**PROVIDED DATA**

BEGIN

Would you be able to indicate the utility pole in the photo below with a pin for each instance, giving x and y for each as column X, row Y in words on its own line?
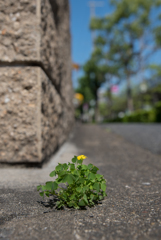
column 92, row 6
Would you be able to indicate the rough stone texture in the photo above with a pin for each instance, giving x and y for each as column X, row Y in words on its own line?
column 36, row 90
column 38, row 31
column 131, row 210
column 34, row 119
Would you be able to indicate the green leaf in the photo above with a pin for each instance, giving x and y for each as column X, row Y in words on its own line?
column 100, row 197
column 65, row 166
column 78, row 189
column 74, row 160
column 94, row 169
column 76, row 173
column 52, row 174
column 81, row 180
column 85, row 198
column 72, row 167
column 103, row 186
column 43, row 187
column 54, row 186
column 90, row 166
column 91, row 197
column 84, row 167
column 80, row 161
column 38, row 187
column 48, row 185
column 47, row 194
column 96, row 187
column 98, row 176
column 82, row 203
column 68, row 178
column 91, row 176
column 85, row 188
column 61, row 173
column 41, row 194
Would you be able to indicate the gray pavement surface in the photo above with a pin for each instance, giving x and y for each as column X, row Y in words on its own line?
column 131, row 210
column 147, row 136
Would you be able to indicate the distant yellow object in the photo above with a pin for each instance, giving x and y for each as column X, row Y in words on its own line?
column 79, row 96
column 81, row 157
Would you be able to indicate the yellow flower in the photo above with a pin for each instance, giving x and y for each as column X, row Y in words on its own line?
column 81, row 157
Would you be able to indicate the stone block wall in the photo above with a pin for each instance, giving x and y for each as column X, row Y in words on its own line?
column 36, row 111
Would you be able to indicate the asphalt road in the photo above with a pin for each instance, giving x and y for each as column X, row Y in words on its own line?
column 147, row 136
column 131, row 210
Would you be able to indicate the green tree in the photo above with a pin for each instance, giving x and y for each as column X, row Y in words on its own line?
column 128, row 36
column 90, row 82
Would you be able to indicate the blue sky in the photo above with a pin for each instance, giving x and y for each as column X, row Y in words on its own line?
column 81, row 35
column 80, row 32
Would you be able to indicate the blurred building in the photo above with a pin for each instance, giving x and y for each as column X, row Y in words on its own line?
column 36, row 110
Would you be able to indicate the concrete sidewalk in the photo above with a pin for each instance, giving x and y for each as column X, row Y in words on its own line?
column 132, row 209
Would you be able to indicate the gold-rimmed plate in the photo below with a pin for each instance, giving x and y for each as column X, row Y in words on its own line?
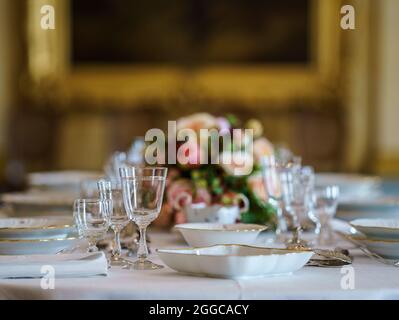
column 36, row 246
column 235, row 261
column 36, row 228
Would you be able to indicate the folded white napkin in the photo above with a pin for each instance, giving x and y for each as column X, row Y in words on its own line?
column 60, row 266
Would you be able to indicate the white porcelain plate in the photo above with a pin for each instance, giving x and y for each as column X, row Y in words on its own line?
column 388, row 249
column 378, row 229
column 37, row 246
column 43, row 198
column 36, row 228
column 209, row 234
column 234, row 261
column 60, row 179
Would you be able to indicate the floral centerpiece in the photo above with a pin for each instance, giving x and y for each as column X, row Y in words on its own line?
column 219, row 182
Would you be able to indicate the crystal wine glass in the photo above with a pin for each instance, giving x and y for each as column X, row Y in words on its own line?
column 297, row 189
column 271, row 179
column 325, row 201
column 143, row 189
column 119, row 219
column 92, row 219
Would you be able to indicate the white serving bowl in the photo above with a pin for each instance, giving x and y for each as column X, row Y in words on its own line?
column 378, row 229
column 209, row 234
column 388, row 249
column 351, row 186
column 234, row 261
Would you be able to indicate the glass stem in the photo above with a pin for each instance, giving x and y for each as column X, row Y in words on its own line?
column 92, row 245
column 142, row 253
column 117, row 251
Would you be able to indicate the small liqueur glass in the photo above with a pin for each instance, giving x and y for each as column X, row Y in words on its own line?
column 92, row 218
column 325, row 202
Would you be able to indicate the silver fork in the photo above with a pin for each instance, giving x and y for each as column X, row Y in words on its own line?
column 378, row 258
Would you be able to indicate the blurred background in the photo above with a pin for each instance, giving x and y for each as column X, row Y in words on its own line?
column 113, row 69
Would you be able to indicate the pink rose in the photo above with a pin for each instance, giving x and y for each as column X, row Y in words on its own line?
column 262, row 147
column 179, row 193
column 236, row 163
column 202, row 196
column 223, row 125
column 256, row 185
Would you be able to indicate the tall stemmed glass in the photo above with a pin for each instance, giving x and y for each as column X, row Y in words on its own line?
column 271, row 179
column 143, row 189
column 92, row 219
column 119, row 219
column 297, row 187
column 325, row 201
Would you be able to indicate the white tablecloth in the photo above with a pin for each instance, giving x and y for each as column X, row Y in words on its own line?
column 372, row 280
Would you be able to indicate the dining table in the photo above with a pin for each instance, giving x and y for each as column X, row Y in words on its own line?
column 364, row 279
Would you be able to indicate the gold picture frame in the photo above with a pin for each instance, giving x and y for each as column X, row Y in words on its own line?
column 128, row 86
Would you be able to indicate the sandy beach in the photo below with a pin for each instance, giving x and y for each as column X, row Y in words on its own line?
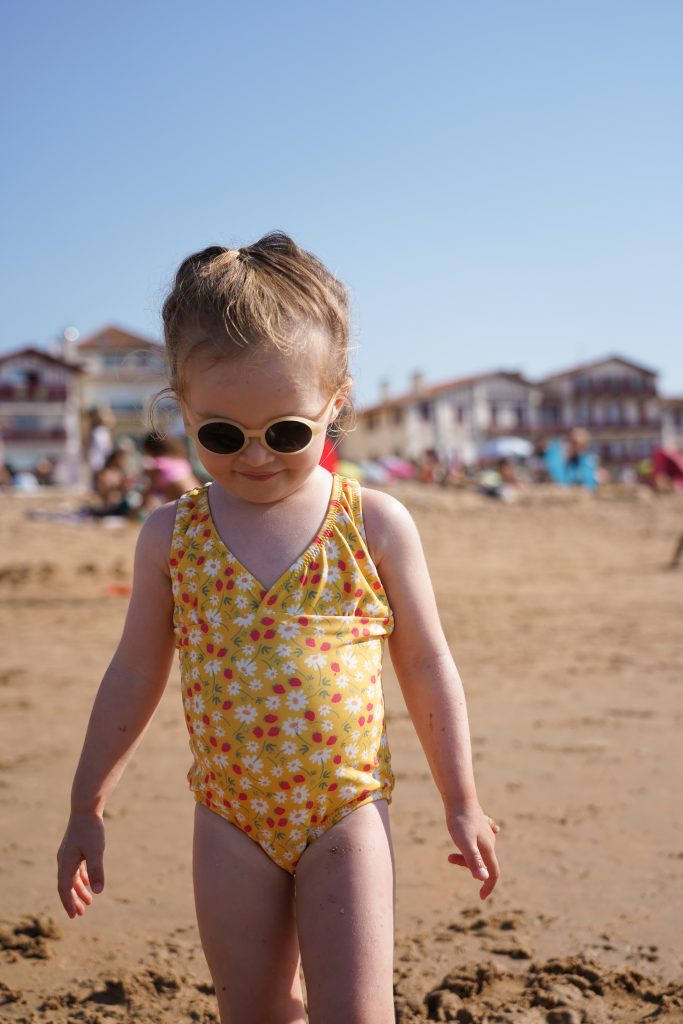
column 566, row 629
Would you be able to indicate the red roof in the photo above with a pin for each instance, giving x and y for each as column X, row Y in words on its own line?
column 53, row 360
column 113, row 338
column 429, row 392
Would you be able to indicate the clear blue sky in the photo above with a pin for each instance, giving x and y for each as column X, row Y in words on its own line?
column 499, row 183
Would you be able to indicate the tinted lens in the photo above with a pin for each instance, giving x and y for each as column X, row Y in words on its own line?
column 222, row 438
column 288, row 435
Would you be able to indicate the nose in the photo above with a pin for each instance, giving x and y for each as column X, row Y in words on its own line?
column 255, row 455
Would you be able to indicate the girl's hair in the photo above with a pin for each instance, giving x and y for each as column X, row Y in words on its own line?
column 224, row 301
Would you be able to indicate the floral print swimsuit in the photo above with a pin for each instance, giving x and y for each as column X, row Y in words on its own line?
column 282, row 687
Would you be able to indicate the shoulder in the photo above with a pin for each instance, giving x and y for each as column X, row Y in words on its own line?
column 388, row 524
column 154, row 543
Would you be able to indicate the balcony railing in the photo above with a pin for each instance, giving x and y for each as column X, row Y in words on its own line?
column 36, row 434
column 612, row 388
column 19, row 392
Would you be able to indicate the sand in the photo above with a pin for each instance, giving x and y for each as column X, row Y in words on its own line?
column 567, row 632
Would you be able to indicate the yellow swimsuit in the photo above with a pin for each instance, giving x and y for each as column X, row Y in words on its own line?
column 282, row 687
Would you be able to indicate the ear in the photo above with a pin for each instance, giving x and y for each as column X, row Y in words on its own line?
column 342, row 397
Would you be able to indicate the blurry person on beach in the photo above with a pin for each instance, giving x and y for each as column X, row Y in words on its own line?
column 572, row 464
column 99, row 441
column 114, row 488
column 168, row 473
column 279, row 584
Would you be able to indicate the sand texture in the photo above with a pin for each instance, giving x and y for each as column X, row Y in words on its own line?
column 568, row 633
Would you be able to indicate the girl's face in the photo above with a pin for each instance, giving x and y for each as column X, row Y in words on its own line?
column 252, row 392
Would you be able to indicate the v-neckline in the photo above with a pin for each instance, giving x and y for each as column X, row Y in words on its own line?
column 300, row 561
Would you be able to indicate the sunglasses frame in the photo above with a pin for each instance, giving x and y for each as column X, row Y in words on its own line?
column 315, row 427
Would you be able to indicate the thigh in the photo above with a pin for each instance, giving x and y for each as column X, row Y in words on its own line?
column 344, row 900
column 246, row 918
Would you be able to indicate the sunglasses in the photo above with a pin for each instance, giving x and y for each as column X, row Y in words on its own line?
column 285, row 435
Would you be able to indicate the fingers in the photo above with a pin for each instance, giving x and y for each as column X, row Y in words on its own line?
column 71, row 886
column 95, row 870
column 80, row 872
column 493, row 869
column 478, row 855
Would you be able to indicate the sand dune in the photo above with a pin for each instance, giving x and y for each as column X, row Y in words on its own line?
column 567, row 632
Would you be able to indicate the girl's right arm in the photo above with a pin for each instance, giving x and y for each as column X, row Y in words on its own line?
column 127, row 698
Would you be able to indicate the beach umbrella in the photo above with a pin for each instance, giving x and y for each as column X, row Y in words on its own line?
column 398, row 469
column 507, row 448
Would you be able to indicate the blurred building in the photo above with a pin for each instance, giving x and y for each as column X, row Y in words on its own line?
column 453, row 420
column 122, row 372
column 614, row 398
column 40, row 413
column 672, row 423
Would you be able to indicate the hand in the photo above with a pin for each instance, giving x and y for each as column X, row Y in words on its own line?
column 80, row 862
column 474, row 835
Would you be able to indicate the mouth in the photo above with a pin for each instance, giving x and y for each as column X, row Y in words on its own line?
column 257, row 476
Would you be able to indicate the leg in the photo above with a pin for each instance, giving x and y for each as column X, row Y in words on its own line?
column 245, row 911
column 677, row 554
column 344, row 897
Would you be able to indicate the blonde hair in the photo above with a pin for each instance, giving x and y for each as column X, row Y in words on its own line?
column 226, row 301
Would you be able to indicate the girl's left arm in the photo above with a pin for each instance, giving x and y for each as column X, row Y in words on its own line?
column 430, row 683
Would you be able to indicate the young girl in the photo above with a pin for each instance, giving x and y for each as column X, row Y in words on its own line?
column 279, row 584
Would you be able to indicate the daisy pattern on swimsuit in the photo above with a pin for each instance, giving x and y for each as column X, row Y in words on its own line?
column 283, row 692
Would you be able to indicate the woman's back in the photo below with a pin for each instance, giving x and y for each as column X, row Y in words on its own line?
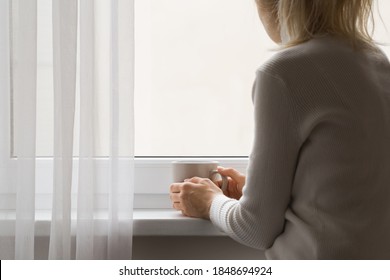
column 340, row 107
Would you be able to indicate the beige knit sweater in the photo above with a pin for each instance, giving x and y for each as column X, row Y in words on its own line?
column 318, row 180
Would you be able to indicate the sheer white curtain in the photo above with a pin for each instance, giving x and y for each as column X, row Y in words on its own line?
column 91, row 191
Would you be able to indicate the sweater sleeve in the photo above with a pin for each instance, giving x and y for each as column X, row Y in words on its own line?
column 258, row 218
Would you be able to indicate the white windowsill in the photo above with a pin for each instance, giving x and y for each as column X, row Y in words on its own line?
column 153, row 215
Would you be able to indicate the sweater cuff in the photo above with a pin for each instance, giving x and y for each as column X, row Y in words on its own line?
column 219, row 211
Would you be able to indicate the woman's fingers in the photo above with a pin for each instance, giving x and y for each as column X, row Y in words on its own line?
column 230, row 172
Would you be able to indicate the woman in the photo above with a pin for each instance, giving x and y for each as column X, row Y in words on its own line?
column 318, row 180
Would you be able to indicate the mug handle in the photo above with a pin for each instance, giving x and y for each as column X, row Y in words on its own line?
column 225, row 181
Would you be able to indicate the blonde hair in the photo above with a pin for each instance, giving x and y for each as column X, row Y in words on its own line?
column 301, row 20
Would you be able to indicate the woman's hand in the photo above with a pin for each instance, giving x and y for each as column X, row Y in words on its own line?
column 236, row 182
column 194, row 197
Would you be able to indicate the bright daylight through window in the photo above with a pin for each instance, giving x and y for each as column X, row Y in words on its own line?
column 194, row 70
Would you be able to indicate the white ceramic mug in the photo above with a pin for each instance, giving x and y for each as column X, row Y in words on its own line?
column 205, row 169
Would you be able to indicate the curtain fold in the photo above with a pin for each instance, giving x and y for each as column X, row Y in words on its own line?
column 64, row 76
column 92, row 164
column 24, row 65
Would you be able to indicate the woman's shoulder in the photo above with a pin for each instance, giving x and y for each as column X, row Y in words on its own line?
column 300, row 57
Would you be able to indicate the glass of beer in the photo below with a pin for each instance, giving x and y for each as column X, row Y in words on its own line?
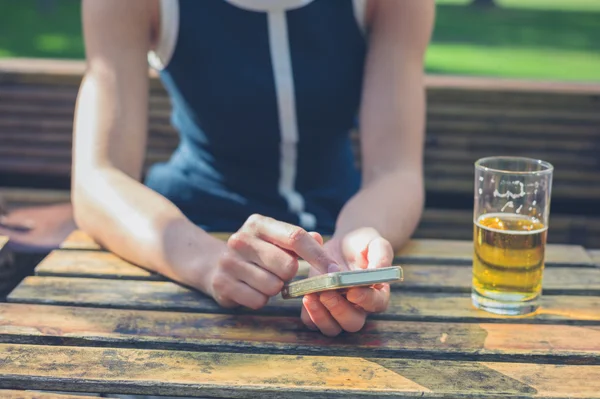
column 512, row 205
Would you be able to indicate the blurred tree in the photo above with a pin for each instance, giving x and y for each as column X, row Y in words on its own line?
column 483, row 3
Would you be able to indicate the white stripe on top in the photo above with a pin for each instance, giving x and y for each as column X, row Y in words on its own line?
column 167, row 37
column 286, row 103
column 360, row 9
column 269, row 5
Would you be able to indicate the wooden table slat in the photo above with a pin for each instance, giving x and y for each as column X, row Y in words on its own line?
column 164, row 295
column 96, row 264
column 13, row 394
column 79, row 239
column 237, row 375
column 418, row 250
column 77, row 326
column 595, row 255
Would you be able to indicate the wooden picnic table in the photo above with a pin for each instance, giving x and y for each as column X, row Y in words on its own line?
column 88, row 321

END

**TASK REQUIREMENTS**
The answer must consist of the line containing "Would you be able to indicate the woman's shoulder" and every line after it through the end of the records, retyped exactly, with all pictures left out.

**RESPONSE BOX**
Would you be able to indicate the woman's shoulder in the photo above with a pin for each instance, giving x and y for each as column X, row Y in words on its own line?
column 300, row 57
Would you be able to indicate the glass of beer in the photo below with a pin for each instance, giving x and y for each as column X, row Y in words on its own line?
column 512, row 205
Would you be able to indicate the blurred tree in the photo above with a pin for each instance, giving x and y for each as column X, row Y in words on its own line?
column 483, row 3
Would you be able to indicate the white stripe on top in the photo above with a pin for each instance, giving x and y for each as column X, row Y in words on its own line?
column 167, row 37
column 286, row 103
column 360, row 9
column 269, row 5
Would you be able to indicate the wooden table slat in the photo above with a pin for each instance, giving x and y for each as column X, row Y in words on its own line?
column 164, row 295
column 96, row 264
column 13, row 394
column 79, row 239
column 237, row 375
column 418, row 250
column 77, row 326
column 595, row 255
Would you be able to indicate the wooden picnic table in the photo above with a pin for each instance, giving x and y for each as column X, row Y in words on its own line?
column 88, row 321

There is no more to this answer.